## START Page text

Subject to the provisions of paragraph 2 of Article 20, pensions and other similar remuneration paid to a resident of a Contracting State in consideration of past employment shall be taxable only in that State.

ARTICLE 20

REMUNERATION AND PENSIONS IN RESPECT OF GOVERNMENT SERVICES

  1. (a) Remu-neration, other than a pension, paid by a Contracting State or a political sub-division or a local authority thereof to an individual in respect of services rendered to that State or sub-division or authority shall be taxable only in that State.

(b) However, such remuneration shall be taxable only in the other Contracting State if the services are rendered in that other State and the individual is a resident of that State who :

(i) is a national of that State; or
(ii) did not become a resident of that State solely for the purpose of rendering the services.
  1. (a) Any pension paid by, or out of funds created by a Contracting State or a political sub-division or a local authority thereof to an individual in respect of services rendered to that State or sub-division or authority shall be taxable only in that State.

## END Page text
## START Record set

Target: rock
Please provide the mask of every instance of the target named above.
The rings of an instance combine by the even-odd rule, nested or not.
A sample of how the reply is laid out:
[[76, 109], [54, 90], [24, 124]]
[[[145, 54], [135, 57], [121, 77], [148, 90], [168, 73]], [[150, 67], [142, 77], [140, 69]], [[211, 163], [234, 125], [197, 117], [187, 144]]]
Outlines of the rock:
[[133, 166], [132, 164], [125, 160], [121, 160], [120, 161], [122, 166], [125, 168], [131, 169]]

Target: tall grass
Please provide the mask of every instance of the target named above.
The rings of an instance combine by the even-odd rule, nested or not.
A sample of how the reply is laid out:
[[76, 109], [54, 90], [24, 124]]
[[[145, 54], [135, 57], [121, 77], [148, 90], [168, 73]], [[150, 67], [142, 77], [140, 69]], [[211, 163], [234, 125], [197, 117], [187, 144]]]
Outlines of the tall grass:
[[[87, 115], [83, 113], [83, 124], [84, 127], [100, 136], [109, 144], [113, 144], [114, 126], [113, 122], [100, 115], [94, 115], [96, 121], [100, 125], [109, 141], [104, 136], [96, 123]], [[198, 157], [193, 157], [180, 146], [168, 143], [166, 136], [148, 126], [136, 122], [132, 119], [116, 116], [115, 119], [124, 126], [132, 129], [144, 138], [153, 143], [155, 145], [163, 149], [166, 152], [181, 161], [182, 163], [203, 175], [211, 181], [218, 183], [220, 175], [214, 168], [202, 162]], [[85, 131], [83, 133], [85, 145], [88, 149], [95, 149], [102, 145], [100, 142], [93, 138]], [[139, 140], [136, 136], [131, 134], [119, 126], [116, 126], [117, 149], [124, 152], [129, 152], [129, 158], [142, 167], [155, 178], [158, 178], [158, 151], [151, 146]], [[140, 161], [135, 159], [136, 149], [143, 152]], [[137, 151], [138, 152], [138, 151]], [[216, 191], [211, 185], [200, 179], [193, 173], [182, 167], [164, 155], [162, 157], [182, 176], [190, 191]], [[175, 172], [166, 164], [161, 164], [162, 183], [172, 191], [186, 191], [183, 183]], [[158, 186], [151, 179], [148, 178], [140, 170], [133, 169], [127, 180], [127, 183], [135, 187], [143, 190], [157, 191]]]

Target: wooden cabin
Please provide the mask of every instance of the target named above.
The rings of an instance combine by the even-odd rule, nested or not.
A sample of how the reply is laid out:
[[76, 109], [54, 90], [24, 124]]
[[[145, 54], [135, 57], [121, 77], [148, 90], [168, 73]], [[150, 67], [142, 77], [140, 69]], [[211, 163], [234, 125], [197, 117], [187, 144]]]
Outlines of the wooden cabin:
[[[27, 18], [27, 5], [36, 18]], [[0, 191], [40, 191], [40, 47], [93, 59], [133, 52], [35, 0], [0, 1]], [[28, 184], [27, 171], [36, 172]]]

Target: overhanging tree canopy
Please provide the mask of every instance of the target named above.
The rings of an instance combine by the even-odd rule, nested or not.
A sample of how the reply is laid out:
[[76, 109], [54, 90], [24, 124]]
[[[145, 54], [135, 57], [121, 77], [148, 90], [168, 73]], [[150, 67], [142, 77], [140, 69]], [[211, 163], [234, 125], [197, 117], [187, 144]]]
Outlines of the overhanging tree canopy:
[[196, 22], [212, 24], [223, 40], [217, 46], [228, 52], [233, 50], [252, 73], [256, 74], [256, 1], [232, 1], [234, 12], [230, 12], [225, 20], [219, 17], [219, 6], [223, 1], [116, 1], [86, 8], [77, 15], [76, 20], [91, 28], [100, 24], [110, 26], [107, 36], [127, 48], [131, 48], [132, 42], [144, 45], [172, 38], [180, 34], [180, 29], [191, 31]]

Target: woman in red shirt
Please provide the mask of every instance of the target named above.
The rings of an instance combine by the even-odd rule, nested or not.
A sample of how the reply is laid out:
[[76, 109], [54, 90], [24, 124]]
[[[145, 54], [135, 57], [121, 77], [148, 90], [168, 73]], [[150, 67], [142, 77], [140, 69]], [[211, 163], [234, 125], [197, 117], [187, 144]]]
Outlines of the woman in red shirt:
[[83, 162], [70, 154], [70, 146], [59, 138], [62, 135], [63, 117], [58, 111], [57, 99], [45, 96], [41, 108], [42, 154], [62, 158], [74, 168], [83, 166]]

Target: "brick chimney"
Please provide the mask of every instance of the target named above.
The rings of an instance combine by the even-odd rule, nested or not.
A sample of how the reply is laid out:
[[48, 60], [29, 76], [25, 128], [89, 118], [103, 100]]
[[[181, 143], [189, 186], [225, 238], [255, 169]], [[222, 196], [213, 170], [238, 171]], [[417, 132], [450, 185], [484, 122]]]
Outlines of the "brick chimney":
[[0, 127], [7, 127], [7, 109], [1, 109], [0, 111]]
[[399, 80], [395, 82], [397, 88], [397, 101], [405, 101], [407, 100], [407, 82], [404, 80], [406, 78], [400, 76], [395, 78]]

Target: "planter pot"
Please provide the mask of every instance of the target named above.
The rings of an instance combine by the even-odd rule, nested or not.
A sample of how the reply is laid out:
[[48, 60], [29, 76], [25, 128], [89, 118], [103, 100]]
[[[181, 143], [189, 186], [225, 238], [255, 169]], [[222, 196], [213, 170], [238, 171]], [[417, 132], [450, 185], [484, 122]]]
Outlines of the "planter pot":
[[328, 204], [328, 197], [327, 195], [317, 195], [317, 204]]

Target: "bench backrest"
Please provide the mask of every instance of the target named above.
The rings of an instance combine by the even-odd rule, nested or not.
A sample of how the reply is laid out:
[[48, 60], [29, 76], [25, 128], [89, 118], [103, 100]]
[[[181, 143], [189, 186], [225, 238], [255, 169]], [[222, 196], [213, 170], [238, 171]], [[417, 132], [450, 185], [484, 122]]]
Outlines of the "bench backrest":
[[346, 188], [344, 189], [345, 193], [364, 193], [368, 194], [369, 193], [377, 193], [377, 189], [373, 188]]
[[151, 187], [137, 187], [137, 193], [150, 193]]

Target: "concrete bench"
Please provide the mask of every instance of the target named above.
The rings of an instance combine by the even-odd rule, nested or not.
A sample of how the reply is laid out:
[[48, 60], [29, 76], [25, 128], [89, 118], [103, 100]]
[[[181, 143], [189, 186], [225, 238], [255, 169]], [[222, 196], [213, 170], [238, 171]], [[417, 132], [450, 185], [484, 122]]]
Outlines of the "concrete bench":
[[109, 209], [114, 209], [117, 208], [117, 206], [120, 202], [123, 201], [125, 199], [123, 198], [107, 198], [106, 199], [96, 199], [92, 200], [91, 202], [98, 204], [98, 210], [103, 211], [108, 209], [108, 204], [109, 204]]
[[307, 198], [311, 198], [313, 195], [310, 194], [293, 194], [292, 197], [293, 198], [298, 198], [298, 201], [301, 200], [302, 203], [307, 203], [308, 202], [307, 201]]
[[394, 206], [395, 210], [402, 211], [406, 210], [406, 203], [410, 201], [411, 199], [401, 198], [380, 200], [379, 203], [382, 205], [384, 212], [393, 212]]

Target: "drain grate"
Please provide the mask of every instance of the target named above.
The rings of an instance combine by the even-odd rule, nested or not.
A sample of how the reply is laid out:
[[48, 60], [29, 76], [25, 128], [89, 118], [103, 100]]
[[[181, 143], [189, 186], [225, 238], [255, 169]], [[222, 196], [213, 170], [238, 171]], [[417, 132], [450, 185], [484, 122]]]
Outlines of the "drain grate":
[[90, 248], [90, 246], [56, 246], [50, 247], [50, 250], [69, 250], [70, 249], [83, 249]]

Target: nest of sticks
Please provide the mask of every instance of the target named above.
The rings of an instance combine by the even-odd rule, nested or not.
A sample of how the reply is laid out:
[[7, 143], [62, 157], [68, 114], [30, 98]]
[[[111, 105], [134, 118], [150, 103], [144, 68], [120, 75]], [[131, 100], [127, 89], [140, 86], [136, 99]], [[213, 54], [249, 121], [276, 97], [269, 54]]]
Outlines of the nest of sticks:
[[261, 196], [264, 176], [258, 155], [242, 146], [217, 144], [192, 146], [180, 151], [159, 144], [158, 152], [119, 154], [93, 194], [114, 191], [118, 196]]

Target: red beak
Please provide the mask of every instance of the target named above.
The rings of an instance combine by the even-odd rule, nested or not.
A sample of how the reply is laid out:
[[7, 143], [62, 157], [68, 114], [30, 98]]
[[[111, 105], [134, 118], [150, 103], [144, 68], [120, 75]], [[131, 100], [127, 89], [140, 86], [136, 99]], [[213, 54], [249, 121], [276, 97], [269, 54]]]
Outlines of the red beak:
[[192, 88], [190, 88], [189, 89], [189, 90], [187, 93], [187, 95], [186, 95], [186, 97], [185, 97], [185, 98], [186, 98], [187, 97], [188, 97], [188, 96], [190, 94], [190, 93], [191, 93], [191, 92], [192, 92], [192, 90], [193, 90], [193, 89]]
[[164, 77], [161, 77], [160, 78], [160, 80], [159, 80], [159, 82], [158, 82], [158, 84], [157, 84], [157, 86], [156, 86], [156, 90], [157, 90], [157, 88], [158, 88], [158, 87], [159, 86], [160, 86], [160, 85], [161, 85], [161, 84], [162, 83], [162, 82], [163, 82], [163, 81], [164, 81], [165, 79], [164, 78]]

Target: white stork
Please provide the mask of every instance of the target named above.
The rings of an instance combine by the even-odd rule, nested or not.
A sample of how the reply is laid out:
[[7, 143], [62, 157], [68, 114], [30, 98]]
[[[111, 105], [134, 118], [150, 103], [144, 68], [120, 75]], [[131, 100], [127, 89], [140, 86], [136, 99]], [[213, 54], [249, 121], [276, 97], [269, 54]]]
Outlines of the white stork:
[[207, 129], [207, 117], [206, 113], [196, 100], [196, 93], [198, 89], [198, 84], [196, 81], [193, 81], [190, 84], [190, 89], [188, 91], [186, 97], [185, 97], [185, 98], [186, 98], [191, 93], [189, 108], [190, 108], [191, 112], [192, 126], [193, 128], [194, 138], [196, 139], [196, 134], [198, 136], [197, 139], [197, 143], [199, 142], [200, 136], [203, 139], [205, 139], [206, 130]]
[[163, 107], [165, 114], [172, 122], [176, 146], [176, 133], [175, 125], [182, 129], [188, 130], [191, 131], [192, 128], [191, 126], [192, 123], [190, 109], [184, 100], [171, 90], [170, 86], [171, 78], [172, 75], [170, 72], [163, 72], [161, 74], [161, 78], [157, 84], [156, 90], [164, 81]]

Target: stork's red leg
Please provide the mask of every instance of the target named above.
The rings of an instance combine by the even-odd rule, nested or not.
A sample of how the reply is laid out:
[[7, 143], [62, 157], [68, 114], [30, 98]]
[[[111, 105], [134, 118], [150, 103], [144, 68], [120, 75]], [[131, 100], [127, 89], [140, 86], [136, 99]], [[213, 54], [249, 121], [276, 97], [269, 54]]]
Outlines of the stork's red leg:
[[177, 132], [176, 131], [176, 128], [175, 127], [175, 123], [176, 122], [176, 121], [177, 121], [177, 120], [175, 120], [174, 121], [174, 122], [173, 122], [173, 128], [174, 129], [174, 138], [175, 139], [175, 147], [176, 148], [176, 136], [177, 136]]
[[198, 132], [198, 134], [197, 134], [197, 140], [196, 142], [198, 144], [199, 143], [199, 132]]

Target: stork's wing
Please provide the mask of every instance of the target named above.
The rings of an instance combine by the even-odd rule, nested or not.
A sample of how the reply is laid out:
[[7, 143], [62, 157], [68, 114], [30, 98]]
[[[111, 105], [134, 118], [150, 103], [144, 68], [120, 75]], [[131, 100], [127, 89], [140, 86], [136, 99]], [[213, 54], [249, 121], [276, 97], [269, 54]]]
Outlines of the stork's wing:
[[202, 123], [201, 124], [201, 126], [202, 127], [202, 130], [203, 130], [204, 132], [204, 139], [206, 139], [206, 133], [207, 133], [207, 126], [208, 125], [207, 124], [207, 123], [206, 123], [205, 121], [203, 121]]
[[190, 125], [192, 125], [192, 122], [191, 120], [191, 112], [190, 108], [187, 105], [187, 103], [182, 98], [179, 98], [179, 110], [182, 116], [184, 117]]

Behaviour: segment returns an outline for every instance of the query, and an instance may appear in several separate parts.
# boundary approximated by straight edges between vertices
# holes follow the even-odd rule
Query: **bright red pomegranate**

## END Record set

Instructions ▸
1 > In the tax treaty text, what heading does Article 20 carry?
2 > Pick up the tax treaty text after its last sentence and continue it.

Outputs in order ▸
1 > Remuneration and Pensions in Respect of Government Services.

2 >
(b) However, such pension shall be taxable only in the other Contracting State if the individual is a resident of, and a national of, that other State.

  1. The provisions of Articles 16, 17 and 19 shall apply to remuneration and pensions in respect of services rendered in connection with a business carried on by a Contracting State or a political sub-division or a local authority thereof.

ARTICLE 21

STUDENTS

Payments which a student or business apprentice who is or was immediately before visiting a Contracting State, a resident of the other Contracting State and who is present in the first-mentioned State solely for the purpose of his education or training receives for the purpose of this maintenance, education or training shall not be taxed in that State, provided that such payments arise from sources outside that State.

ARTICLE 22

PAYMENTS RECEIVED BY PROFESSORS, TEACHERS AND RESEARCH SCHOLARS

  1. A professor or teacher who is or was a resident of one of the Contracting States immediately before visiting the other Contracting State for the purpose of teaching or engaging in research, or both, at an officially recognised university, college, school or other institution in that other Contracting State shall be exempt from tax in that other State on any remuneration for such teaching or research for a period not exceeding two years from the date of his arrival in that other State.
  2. This Article shall not apply to income from research if such research is undertaken not in the general interest but primarily for the private benefit of a specific person or persons.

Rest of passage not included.